### [The problem]
Full transcription, minus images: write out the listing below exactly as it appears.

### [Task material]
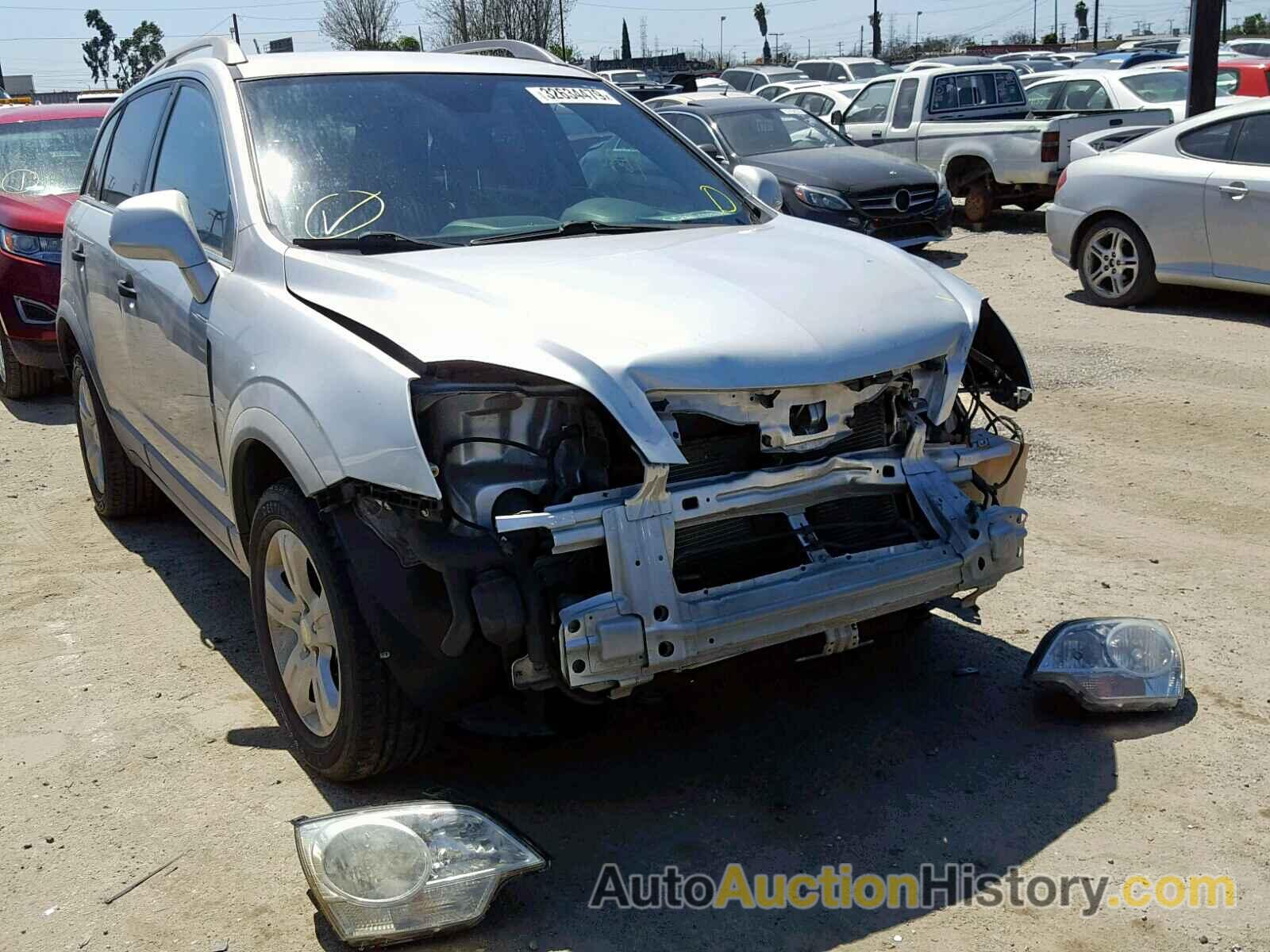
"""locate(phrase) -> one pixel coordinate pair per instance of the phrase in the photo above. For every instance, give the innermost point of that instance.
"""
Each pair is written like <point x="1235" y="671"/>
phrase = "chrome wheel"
<point x="302" y="632"/>
<point x="1111" y="263"/>
<point x="92" y="436"/>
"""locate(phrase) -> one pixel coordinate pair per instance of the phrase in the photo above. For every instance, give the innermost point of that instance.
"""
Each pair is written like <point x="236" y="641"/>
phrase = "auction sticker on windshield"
<point x="573" y="95"/>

### [Output for this exercise]
"""locate(phrase) -> one pixel coordinate pair per instance of the phrase in the photo above. For every instance, give the innermost point of that instance.
"""
Each pair is written like <point x="1235" y="671"/>
phrase = "chrome wheel"
<point x="302" y="632"/>
<point x="1111" y="263"/>
<point x="92" y="436"/>
"""locate(phrase) -> one pixel coordinate pair per instance of the phrase in the photo above. For every instance, give the innermost point of that instance.
"""
Each pair is written like <point x="236" y="641"/>
phrase = "auction sticker on windshield"
<point x="573" y="95"/>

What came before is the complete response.